◆ **WHAT TO PRODUCE**: Give every line of the listing below as a numbered list, leaving out any blank lines.

Stored items
* Start *

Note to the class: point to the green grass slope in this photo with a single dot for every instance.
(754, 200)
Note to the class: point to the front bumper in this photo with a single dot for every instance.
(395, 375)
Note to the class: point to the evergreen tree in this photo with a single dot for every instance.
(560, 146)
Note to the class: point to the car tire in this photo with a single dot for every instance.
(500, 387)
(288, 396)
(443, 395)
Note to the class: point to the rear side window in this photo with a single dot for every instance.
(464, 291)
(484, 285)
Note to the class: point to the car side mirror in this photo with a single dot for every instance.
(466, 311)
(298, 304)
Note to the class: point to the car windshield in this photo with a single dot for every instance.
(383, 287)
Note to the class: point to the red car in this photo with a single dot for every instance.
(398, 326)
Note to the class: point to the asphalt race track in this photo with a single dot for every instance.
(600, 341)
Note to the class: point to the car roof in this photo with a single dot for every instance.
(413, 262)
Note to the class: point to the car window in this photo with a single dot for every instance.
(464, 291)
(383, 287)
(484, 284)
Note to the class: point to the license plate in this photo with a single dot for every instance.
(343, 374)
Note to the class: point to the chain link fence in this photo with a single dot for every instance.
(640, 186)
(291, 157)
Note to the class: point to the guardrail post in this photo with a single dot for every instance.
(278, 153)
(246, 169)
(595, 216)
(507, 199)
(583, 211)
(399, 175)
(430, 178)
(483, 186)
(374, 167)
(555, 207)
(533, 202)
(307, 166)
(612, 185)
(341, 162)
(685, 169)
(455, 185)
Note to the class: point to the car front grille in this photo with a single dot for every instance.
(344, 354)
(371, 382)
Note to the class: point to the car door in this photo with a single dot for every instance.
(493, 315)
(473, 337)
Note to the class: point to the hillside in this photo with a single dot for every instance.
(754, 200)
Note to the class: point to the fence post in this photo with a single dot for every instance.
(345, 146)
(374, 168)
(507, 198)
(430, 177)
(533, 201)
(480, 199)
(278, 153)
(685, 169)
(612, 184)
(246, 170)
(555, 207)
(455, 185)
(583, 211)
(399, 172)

* End *

◆ **COMPLETE RESPONSE**:
1. Note to the class: point to the green grass slope in this photo with a single dot for every instance.
2. (754, 200)
3. Note to the class: point to the front bumper in this photo with a single dot for every instance.
4. (395, 375)
5. Note to the class: point to the evergreen tree in this photo with a single dot for every instance.
6. (560, 146)
7. Note to the class: point to the car tire in this photo with a single dot for every instance.
8. (500, 387)
9. (288, 396)
10. (443, 395)
11. Note to the class: point to the rear side window in this photo with a single dot for every instance.
12. (464, 291)
13. (484, 285)
14. Note to the class: point to the car side mirror in this photo with a single dot for every instance.
15. (466, 311)
16. (298, 304)
17. Note to the class: point to the car windshield in this photo with a single dot for every instance.
18. (383, 287)
19. Note to the class: point to the red car in this photo with a single dot for every instance.
20. (398, 326)
21. Note to the class: point to the asphalt race track in this photo with a single dot for every instance.
22. (600, 341)
23. Note to the class: point to the car roof in this photo with a single dot for every instance.
24. (413, 262)
25. Note to the class: point to the car window in this photo with a single dot for every instance.
26. (464, 291)
27. (383, 287)
28. (484, 284)
29. Note to the class: point to the license plate in this photo with a single dot for every instance.
30. (343, 374)
31. Note to the class: point to the chain link fence in this photo with a single dot for every instance.
32. (640, 186)
33. (291, 157)
34. Note to the class: point to the guardrail post in this photo with a single dot for every instance.
35. (278, 153)
36. (246, 169)
37. (595, 216)
38. (507, 199)
39. (583, 211)
40. (399, 175)
41. (430, 178)
42. (483, 186)
43. (374, 167)
44. (555, 207)
45. (533, 202)
46. (307, 166)
47. (612, 185)
48. (341, 162)
49. (685, 169)
50. (455, 185)
51. Note to the class: point to the car front grille in this photo with a single dot for every instance.
52. (344, 354)
53. (371, 382)
54. Note to the class: point to the car door in this photo with a single dot for every instance.
55. (493, 315)
56. (473, 337)
57. Note to the class: point to the hillside in this photo with a single dot for every instance.
58. (754, 200)
59. Note to the class: point to the fence post in this photo with a single dot for every instance.
60. (345, 146)
61. (374, 168)
62. (507, 198)
63. (430, 177)
64. (533, 201)
65. (480, 199)
66. (278, 153)
67. (685, 169)
68. (612, 184)
69. (246, 170)
70. (555, 207)
71. (455, 185)
72. (583, 211)
73. (399, 172)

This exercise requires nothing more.